Required task:
Rewrite every line of the items below as a numbered list, leaving out any blank lines.

Extracted information:
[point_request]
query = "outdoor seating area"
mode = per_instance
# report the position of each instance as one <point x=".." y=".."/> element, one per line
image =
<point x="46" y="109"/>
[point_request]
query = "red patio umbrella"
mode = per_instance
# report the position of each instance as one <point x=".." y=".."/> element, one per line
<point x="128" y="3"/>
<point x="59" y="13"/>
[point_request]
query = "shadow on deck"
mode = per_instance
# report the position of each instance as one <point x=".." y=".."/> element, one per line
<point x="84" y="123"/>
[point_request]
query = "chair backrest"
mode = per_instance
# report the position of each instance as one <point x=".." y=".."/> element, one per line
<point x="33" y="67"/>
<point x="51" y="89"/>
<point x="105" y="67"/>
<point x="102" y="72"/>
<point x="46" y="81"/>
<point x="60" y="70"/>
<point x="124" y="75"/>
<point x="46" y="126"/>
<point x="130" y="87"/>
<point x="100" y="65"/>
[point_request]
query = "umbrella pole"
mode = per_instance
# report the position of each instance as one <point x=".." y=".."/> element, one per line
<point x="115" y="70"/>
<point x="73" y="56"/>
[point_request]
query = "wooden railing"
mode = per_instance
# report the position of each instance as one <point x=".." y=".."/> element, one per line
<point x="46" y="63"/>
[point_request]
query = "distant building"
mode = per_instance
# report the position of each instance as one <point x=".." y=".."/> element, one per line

Task result:
1. [point_request]
2. query = "outdoor seating area"
3. mode = per_instance
4. # report the position of each instance as one <point x=".." y=".."/> element, one per line
5. image =
6. <point x="46" y="109"/>
7. [point_request]
8. query = "red patio umbrella"
9. mode = per_instance
10. # report the position of each instance as one <point x=".." y=".."/> element, one per line
11. <point x="128" y="3"/>
12. <point x="59" y="13"/>
13. [point_request]
14. query = "shadow on deck"
15. mode = per_instance
16. # report the position of each instance as one <point x=".." y=".."/> element, one per line
17. <point x="84" y="123"/>
18. [point_request]
19. query = "chair backrest"
20. mode = per_instance
21. # report the position of each instance as one <point x=".." y=".."/> element, one per line
22. <point x="33" y="67"/>
23. <point x="51" y="89"/>
24. <point x="105" y="67"/>
25. <point x="102" y="72"/>
26. <point x="46" y="81"/>
27. <point x="60" y="70"/>
28. <point x="124" y="75"/>
29. <point x="46" y="126"/>
30. <point x="130" y="87"/>
31. <point x="100" y="65"/>
32. [point_request]
33. query = "umbrella pole"
34. mode = per_instance
35. # report the position of each instance as one <point x=".." y=".."/> element, one per line
36. <point x="115" y="70"/>
37. <point x="73" y="56"/>
38. [point_request]
39. query = "wooden railing"
40. mode = per_instance
41. # report the position of each instance as one <point x=".." y=".."/> element, one per line
42. <point x="46" y="63"/>
43. [point_request]
44. query = "distant building"
45. mode = per_instance
46. # report the position of each instance as one <point x=".." y=".."/> element, one per line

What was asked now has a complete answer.